- Task directions
Copy out the rows below with "outline" swapped for "shape" everywhere it appears and nothing else changed. Leave the pictures out.

************

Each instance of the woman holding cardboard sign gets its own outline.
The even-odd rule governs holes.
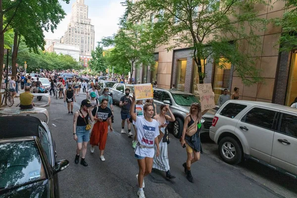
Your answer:
[[[200,140],[201,130],[201,118],[206,113],[208,109],[201,112],[200,104],[195,102],[191,105],[190,113],[186,117],[184,124],[183,135],[181,138],[181,144],[187,148],[188,158],[187,162],[183,164],[187,179],[192,183],[194,179],[191,173],[191,165],[200,159],[200,152],[202,152]]]

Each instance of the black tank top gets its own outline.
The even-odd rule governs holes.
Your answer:
[[[86,119],[86,122],[88,123],[88,120],[89,119],[89,113],[87,115],[86,117],[85,117],[85,119]],[[87,126],[86,123],[84,121],[84,118],[80,116],[80,114],[79,113],[78,117],[77,117],[77,121],[76,122],[76,126]]]

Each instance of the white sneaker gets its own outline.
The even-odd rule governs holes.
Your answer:
[[[101,155],[100,156],[100,159],[101,159],[101,161],[105,161],[105,158],[104,158],[104,156],[103,155]]]
[[[136,178],[137,178],[137,181],[138,181],[138,174],[136,175]],[[143,189],[145,188],[145,180],[143,180]],[[145,195],[144,194],[144,196]]]
[[[140,198],[146,198],[146,196],[145,196],[145,192],[144,191],[138,191],[137,192],[137,196]]]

************

- In response
Each instance of the woman holding cardboard sign gets its own shape.
The even-odd rule governs holes.
Your answer:
[[[200,140],[201,130],[201,118],[206,113],[208,109],[201,112],[200,104],[195,102],[191,105],[190,113],[186,117],[184,124],[183,135],[181,138],[181,144],[187,148],[188,158],[187,162],[183,164],[187,179],[192,183],[194,179],[191,173],[191,165],[200,159],[200,152],[202,152]]]

Each instance of the black tank top gets its own shape.
The even-odd rule governs holes.
Your answer:
[[[86,119],[86,122],[88,123],[88,120],[89,119],[89,113],[87,115],[86,117],[85,117],[85,119]],[[87,126],[86,123],[84,121],[84,118],[80,116],[80,114],[79,113],[78,117],[77,117],[77,121],[76,122],[76,126]]]

Each instance of the white sneaker gets its own shape.
The even-odd rule governs holes.
Your answer:
[[[101,155],[100,156],[100,159],[101,159],[101,161],[105,161],[105,158],[104,158],[104,156],[103,155]]]
[[[136,178],[137,178],[137,181],[138,181],[138,174],[136,175]],[[143,189],[145,188],[145,180],[143,180]],[[145,195],[144,194],[144,196]]]
[[[140,198],[146,198],[146,196],[145,196],[145,192],[144,191],[138,191],[137,192],[137,196]]]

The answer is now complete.